BEGIN EXTRACT TO READ

That sounds right. There was something about Brad that made the people think he was a thief kind of person. Being nice to people and sucking up so he could take their stuff, then walking away with it. That was it exactly.

These conversations would pop up out of nowhere for no reason. Just something to talk about while taking a break.

The men's group was now down to Jeff, Lonnie, George, Me, Chris, James and Steve. 7 people. The loss of Arol and Tim must have had more impact than I thought. I thought that everyone was glad they were gone. After all, they had engineered their leaving.

As is usual with most things in life, you don't realize what you have until it is gone. Even though Arol and Tim were kind of goofy and not dedicated to martial arts, they were fun, enjoyable, likable people to have around. They broke the monotony with their lightheartedness.

In the current group, I was abosultely silent. I was still hiding so as not to give anyone a reason to notice me. Jeff was basically a silent hermit kind of guy. Lonnie and George would not breath unless Mike gave them permission. Lonnie and George were both friendly and likable people. The minute Mike came around though, their personalities changed instantly into servile puppies. James was a loner kind of guy. He was a friendly and talkative person. For as long as he was there, James never really fit in. Steve was an outspoken and joking kind of guy like Arol and Tim.

END EXTRACT TO READ

» **THE PROBLEM**
List every member of the men's group named in the passage about the martial arts group above, in the order the passage gives them.

BEGIN THE DATA

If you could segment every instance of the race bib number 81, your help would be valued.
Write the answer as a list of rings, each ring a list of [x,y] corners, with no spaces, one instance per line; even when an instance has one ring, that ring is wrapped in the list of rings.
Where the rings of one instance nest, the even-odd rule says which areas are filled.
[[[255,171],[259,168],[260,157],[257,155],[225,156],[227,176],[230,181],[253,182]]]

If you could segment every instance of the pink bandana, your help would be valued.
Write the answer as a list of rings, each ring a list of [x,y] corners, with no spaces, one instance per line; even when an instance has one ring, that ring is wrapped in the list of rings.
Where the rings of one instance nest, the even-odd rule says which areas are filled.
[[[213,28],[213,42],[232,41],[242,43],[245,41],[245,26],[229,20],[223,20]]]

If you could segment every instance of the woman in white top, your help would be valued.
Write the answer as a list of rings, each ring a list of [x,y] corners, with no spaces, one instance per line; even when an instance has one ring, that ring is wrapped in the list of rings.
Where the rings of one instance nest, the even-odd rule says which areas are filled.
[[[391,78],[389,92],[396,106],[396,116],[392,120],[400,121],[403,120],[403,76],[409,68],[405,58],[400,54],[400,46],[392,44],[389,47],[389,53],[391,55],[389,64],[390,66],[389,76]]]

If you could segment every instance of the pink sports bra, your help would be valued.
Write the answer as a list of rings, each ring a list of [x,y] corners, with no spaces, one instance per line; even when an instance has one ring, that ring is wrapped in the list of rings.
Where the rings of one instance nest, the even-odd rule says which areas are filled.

END THE DATA

» **RESPONSE**
Jeff, Lonnie, George, the narrator ("Me"), Chris, James, and Steve.